_Requirement_
Rewrite all of the entries below, switching "one dot per instance" to "a single dot for each instance" wherever it appears and leaving everything else unchanged.
--*--
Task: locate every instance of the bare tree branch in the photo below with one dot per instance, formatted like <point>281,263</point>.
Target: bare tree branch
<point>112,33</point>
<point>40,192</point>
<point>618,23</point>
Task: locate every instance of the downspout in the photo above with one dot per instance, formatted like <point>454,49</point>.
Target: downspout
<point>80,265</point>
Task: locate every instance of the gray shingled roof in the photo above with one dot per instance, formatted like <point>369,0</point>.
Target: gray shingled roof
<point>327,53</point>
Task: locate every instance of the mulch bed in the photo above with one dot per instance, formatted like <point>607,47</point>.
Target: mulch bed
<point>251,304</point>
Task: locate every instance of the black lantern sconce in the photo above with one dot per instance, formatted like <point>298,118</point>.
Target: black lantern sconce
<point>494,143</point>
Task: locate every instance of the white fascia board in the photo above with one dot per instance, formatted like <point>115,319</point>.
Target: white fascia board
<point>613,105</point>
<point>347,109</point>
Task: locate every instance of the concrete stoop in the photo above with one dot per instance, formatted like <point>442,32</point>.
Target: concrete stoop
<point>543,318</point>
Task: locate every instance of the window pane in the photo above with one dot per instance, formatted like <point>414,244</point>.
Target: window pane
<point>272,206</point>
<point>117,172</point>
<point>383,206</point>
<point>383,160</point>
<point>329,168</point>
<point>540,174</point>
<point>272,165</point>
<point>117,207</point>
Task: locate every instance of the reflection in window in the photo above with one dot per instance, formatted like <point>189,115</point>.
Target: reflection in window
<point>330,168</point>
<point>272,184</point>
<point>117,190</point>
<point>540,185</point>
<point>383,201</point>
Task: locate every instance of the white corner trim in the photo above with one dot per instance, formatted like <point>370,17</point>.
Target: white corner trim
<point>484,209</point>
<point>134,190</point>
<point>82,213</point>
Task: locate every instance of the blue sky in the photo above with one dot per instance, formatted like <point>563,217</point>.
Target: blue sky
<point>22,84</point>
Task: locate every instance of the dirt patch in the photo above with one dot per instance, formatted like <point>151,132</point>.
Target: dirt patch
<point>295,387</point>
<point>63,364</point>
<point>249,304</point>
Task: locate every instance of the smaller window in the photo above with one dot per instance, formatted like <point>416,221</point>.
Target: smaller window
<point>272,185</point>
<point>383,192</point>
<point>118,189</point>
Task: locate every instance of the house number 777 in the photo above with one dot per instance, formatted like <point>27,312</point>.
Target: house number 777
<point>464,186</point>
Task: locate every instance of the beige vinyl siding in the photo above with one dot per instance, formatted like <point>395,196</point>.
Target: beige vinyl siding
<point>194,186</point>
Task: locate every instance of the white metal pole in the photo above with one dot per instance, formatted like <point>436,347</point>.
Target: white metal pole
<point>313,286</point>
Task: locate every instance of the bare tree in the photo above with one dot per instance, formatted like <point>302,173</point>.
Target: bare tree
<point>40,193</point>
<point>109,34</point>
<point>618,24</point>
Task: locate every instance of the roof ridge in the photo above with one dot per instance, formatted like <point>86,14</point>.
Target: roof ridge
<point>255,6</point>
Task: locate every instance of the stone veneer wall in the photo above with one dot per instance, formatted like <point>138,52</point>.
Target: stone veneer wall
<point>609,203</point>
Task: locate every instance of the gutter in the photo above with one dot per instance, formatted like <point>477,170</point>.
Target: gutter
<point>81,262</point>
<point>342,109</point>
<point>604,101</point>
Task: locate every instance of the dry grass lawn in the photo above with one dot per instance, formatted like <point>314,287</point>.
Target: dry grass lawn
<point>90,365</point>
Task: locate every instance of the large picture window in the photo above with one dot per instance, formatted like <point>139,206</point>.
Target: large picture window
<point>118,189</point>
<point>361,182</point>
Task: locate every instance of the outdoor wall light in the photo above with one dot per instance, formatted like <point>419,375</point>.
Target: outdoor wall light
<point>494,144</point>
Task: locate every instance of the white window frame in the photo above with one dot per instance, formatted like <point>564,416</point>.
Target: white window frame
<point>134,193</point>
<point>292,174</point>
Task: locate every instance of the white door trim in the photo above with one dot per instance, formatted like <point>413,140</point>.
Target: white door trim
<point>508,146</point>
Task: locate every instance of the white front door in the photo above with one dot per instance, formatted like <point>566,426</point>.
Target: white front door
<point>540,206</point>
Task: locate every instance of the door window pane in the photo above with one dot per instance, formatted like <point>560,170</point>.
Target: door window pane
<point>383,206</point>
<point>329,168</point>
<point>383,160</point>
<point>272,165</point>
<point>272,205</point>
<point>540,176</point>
--*--
_Written solution_
Task: locate every instance of the bare tree branch in the photo below with a single dot for each instance, formatted like <point>281,263</point>.
Target: bare tree branch
<point>112,33</point>
<point>40,192</point>
<point>618,23</point>
Task: locate every instance of the downspout in the photo above with a single dot for each instance, formatted like <point>454,49</point>.
Target: downspout
<point>80,265</point>
Task: locate every instance of the gray shingled roof in the photo above with a single dot for each instance, formatted like <point>369,0</point>.
Target: gray shingled roof
<point>327,53</point>
Task: locate every instance of the mulch bed in the photo above with a single dot for each instance, formatted like <point>607,47</point>.
Target: mulch bed
<point>251,304</point>
Task: locate every instance of the black lantern sconce in the photo above with a single dot for each instance, formatted like <point>298,118</point>.
Target: black lantern sconce
<point>494,143</point>
Task: locate every instance of the white fascia board in the photo above with a single dot for each instance, formatted like <point>115,319</point>.
Target: white fascia board
<point>613,105</point>
<point>347,109</point>
Task: locate every instance of the concrete stoop in the photo above with a single dot for each instance, formatted like <point>442,32</point>.
Target: concrete stoop
<point>543,318</point>
Task: locate every instance of the window pane in the photo above with a single dot for each instance, formatted like <point>414,244</point>.
Target: window pane
<point>272,206</point>
<point>117,172</point>
<point>383,206</point>
<point>383,160</point>
<point>329,168</point>
<point>540,174</point>
<point>272,165</point>
<point>117,207</point>
Task: locate every instance of the reflection in window in the photo above with a single dot for each instance, formatted like <point>189,115</point>.
Target: reflection in window
<point>330,168</point>
<point>272,184</point>
<point>117,190</point>
<point>540,185</point>
<point>383,201</point>
Task: locate every instance of the white corner trim in the photo above with a single dot for each instance, formatted like <point>370,17</point>.
Target: white corner trim
<point>484,209</point>
<point>134,190</point>
<point>82,213</point>
Task: locate every instance of the blue sky in the photo above with a single dot for each instance, formatted like <point>563,217</point>.
Target: blue sky
<point>22,84</point>
Task: locate every instance of the dirt patch in the photo above with a single dot for each instance, formatted like <point>151,132</point>.
Target: dirt patch
<point>295,387</point>
<point>63,364</point>
<point>249,304</point>
Task: locate every instance of the smaller window in the photo above with a single dot for each instance, formatted like <point>416,221</point>.
Target: smaller window
<point>272,185</point>
<point>383,192</point>
<point>118,189</point>
Task: locate every instance of the house number 777 in the photo above with a single dot for each instance, formatted like <point>27,312</point>.
Target: house number 777
<point>464,186</point>
Task: locate every instance of the beige vinyl siding in the photo above with a single dot for each instance, formatted like <point>395,196</point>.
Target: beige vinyl siding
<point>194,186</point>
Task: locate every instance of the white metal pole in the photo above with a single dot for each instance, formatted like <point>436,347</point>.
Target: white metal pole
<point>313,286</point>
Task: locate every instance of the bare tree in the photo above with a single dot for each instance, formatted like <point>302,173</point>.
Target: bare tree
<point>40,193</point>
<point>109,34</point>
<point>618,24</point>
Task: locate every instance of the roof ridge in the photo above with a single dot for each instance, formatted like <point>86,14</point>.
Target: roof ridge
<point>255,6</point>
Task: locate every instance of the stone veneer wall in the photo above with a single dot for each instance, formatted like <point>138,52</point>.
Target: stone veneer wall
<point>609,203</point>
Task: locate every instance of the gutter in the photo above with a single dot for each instance, formatted like <point>477,170</point>.
Target: gutter
<point>81,262</point>
<point>342,109</point>
<point>604,101</point>
Task: locate every instance of the dry grass lawn in the photo above with a single dot for each instance, formatted like <point>314,287</point>.
Target: dry grass lawn
<point>90,365</point>
Task: locate every instance of the large picture window in the photo above with a single dot for each instance, formatted like <point>139,206</point>.
Target: large picture window
<point>118,189</point>
<point>361,182</point>
Task: locate every instance of the outdoor wall light in the photo above with a single dot for each instance, formatted like <point>419,375</point>.
Target: outdoor wall light
<point>494,144</point>
Task: locate every instance of the white window frame in the photo above with a single dot for each instance, formatted like <point>564,416</point>.
Target: white window frame
<point>134,193</point>
<point>292,174</point>
Task: locate every instance of the white door trim in the photo above with a single dot for each instance, formatted like <point>413,140</point>.
Target: white door trim
<point>508,146</point>
Task: locate every instance of the white front door in the photo above with a single dot for each instance, formatted like <point>566,426</point>.
Target: white front door
<point>540,206</point>
Task: locate every instance of the door window pane in the photo above with a single dot for each instance, formatted like <point>560,170</point>.
Target: door window pane
<point>383,206</point>
<point>329,168</point>
<point>383,160</point>
<point>272,165</point>
<point>272,205</point>
<point>540,176</point>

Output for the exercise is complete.